-- BEGIN Records provided --
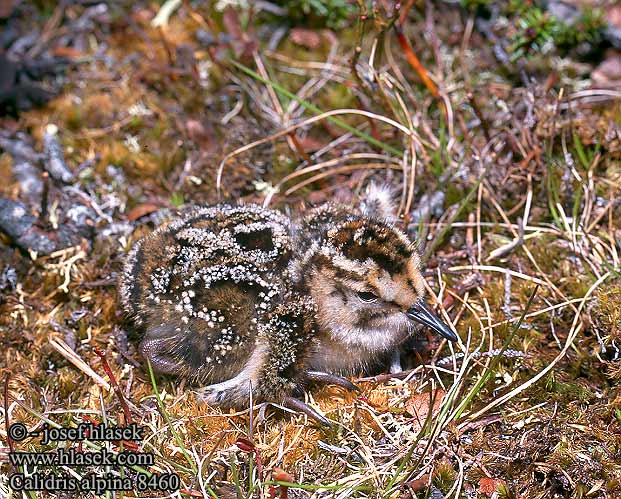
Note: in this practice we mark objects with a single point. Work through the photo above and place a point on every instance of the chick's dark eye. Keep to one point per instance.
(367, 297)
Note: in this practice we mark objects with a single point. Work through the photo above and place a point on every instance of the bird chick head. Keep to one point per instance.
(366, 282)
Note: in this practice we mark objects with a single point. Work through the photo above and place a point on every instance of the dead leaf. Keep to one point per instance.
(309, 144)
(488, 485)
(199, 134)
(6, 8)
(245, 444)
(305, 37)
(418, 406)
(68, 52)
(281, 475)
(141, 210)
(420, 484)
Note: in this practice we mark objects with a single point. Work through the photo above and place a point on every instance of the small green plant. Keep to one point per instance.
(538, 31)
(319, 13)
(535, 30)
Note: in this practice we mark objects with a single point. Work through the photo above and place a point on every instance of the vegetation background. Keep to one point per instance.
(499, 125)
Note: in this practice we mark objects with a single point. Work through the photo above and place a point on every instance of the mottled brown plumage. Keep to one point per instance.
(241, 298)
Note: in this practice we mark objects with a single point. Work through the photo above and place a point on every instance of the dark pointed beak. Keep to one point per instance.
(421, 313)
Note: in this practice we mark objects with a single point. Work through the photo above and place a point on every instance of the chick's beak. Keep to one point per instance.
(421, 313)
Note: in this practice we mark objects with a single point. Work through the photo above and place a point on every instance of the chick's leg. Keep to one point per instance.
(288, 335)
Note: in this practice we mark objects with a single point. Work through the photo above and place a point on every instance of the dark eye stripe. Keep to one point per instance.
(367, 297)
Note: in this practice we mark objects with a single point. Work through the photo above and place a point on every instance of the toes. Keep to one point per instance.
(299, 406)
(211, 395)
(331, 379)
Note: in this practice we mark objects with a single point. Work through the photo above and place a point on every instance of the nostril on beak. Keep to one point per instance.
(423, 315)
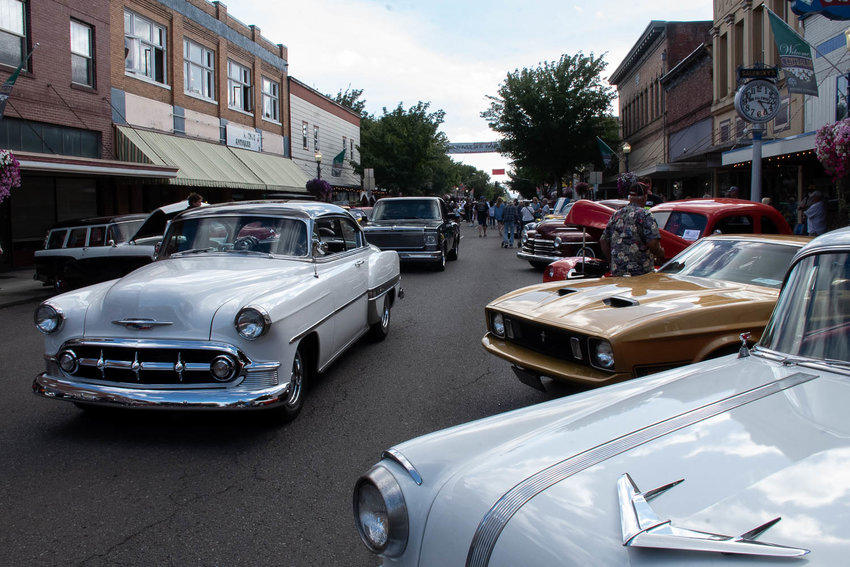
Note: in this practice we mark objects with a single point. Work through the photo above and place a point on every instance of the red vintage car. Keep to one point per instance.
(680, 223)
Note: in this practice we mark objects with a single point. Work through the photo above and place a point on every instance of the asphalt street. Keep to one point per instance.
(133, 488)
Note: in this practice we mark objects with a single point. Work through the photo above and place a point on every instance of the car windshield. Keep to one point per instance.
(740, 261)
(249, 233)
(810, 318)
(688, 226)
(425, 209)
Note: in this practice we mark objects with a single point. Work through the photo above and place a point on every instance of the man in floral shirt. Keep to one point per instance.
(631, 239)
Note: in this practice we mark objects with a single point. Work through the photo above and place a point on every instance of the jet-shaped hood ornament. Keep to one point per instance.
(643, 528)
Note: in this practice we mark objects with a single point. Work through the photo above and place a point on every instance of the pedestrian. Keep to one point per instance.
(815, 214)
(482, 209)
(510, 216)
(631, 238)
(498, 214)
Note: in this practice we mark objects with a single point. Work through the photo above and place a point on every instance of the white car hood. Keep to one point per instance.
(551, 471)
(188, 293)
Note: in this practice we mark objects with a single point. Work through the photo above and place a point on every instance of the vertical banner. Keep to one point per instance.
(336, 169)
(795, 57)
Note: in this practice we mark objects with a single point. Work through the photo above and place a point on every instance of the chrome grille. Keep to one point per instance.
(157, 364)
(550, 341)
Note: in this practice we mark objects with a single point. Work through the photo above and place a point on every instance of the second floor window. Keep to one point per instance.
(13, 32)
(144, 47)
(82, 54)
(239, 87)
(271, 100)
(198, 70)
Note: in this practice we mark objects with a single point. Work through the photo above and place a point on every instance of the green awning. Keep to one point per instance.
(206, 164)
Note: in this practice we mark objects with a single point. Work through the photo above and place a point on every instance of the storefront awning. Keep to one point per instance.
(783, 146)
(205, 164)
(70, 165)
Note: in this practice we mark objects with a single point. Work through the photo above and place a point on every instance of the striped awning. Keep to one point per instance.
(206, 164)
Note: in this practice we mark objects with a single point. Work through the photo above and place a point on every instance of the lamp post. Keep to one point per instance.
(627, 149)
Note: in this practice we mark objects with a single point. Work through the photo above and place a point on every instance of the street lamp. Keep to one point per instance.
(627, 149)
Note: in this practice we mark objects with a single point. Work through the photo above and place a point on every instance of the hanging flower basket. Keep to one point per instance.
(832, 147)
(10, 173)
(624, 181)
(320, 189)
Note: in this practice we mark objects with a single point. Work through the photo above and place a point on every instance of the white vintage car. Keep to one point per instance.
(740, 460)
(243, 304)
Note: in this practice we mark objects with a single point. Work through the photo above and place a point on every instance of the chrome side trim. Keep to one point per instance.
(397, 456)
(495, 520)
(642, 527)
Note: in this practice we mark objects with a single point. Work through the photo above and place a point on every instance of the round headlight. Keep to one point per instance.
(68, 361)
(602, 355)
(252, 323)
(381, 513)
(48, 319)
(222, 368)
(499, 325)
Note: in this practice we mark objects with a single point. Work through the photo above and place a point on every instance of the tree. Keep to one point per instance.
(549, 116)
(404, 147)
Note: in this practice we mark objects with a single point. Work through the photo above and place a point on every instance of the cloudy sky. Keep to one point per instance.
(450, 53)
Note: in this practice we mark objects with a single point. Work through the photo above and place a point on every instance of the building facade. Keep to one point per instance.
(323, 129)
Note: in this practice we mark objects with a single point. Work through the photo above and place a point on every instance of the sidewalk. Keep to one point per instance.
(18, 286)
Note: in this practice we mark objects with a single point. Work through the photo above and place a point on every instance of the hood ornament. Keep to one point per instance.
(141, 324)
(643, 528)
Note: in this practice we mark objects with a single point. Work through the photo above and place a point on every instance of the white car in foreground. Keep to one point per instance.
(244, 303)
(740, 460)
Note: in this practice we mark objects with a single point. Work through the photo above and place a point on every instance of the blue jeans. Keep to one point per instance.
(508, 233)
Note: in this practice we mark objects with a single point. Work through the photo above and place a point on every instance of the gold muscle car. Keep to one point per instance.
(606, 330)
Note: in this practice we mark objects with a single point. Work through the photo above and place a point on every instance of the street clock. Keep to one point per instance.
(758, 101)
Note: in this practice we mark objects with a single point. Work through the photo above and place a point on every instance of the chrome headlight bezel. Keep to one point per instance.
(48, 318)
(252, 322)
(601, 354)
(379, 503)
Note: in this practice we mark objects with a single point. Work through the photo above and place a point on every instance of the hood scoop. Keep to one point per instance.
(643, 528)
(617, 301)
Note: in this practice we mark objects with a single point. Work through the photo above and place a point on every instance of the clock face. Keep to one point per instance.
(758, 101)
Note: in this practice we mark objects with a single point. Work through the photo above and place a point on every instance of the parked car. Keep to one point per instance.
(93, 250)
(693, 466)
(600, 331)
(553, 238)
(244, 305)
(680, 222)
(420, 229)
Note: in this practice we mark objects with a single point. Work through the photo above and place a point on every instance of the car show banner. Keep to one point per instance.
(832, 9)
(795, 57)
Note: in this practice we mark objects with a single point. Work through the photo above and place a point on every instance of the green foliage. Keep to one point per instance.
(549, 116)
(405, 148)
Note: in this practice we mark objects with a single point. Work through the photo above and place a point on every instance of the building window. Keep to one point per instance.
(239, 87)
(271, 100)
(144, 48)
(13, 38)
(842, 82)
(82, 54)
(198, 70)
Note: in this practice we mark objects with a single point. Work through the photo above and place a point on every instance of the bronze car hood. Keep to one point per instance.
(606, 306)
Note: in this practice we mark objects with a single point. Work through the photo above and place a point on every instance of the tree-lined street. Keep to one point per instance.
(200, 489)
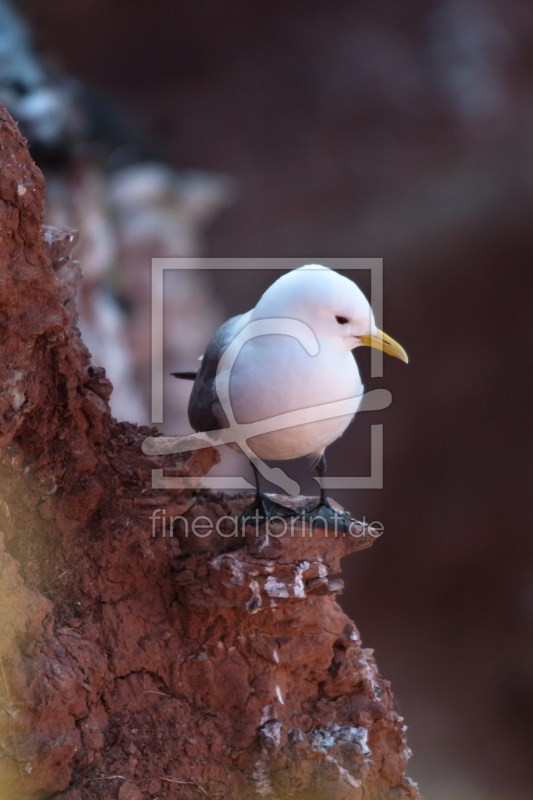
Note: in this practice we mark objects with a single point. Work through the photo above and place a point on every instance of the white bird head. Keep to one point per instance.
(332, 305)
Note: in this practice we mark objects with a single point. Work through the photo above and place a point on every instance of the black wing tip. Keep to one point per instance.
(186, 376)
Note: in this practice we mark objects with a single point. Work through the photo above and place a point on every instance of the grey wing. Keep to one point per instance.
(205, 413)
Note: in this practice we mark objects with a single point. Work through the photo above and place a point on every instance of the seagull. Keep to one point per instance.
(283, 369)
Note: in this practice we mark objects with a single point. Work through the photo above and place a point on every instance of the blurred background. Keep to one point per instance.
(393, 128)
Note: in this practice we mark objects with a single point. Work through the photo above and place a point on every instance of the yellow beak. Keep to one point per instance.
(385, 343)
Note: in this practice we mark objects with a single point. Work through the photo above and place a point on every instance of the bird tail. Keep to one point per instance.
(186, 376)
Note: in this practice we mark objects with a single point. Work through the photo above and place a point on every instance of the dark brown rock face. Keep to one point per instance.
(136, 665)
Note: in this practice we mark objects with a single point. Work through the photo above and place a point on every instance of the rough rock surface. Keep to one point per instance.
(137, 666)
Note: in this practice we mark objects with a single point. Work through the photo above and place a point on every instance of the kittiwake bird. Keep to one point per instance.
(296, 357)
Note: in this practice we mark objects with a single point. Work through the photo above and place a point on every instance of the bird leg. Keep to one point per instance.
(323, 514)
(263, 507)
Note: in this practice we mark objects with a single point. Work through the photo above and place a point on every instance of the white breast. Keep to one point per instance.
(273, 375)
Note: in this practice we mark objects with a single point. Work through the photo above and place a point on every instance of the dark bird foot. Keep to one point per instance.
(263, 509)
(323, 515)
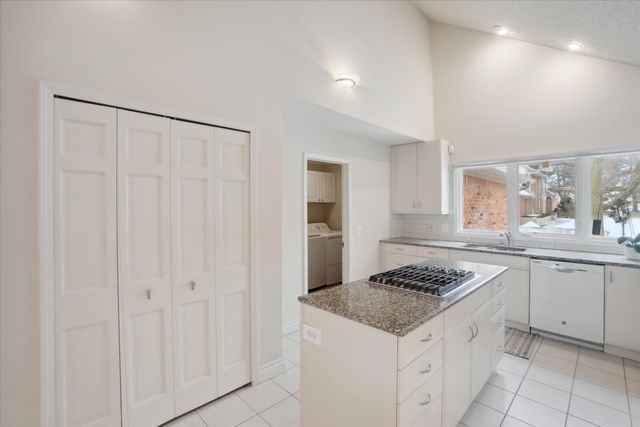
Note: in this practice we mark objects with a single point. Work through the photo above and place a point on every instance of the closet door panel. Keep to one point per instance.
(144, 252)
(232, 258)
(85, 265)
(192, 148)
-- END Records provided --
Goal of the exercise: Copy out word for word the entries from the line containing "foot. Keep to one point per instance." through the end of the entries, both ends included, and omit any pictures.

Task answer:
Note: in this practice we mark objects with a single point. Work through the photo above and place a point on every instance of the dark bird foot. Keep to one point per instance.
(263, 509)
(323, 515)
Note: in this practice we mark objects with a single point. Work through the photo above and place a point on every instance of the closet door panel. Keep to one point per instance.
(144, 252)
(232, 258)
(85, 265)
(192, 148)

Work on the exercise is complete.